■ **Aim of the exercise**: Copy the passage from "What does Kansas" to "on KC-metro leads." out of the text on Kansas accident leads, word for word.

What does Kansas PIP actually pay?

Under K.S.A. 40-3107: $4,500 in medical benefits, up to $900/month in lost-income benefits for one year, $25/day for in-home services, $4,500 for rehabilitation, and $2,000 in funeral benefits. It's the smallest mandatory PIP package in the country — first-party benefits exhaust fast, which pushes treated cases into third-party claims early.

How should lead buyers handle the Kansas City metro's state-line split?

Johnson and Wyandotte counties are bought through the Kansas City DMA, which is anchored in Missouri — so KC campaigns produce leads from both states. The frameworks diverge sharply: Kansas is no-fault, strict 50% bar, 2-year SOL; Missouri is at-fault, pure comparative, 5-year SOL. Crash location (not claimant residence) determines which playbook applies, so crash-state capture is a mandatory intake field on KC-metro leads.

What's the typical CPL for buying MVA leads in Kansas?

Kansas runs $230–370 CPL on live-transfer and $95–170 on qualified-form. Johnson County leads price highest because they ride Kansas City DMA media costs; Wichita is the most efficient large market; Topeka, Lawrence, and Salina run 15–20% below the statewide band.

[Saved entries]
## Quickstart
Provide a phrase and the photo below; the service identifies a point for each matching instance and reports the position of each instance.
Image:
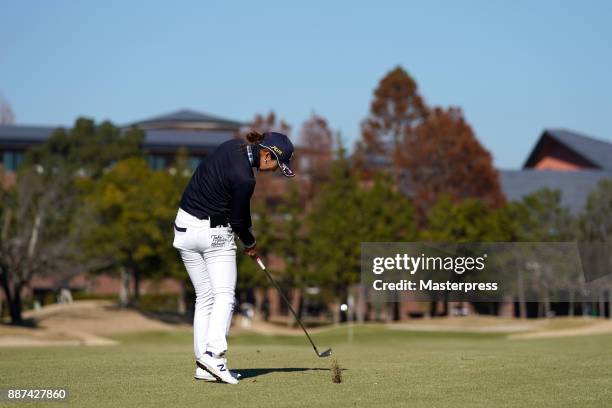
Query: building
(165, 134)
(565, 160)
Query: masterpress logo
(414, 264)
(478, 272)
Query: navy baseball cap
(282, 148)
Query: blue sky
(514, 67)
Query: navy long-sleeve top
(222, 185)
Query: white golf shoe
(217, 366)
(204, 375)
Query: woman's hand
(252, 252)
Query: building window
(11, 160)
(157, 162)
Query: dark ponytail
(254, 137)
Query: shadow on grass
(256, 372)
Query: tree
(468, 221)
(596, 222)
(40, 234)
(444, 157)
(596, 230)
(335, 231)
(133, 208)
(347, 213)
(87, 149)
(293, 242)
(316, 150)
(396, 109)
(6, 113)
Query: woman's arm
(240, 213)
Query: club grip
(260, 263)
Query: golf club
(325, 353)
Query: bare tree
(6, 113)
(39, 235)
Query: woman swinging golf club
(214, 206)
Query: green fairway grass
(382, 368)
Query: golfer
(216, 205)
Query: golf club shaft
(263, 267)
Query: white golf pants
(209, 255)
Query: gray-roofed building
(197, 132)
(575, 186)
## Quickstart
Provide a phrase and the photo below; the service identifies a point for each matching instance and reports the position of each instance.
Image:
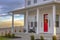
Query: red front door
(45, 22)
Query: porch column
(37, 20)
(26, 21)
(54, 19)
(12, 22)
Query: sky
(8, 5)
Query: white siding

■ **Reply**:
What does Kansas PIP actually pay?

Under K.S.A. 40-3107: $4,500 in medical benefits, up to $900/month in lost-income benefits for one year, $25/day for in-home services, $4,500 for rehabilitation, and $2,000 in funeral benefits. It's the smallest mandatory PIP package in the country — first-party benefits exhaust fast, which pushes treated cases into third-party claims early.

How should lead buyers handle the Kansas City metro's state-line split?

Johnson and Wyandotte counties are bought through the Kansas City DMA, which is anchored in Missouri — so KC campaigns produce leads from both states. The frameworks diverge sharply: Kansas is no-fault, strict 50% bar, 2-year SOL; Missouri is at-fault, pure comparative, 5-year SOL. Crash location (not claimant residence) determines which playbook applies, so crash-state capture is a mandatory intake field on KC-metro leads.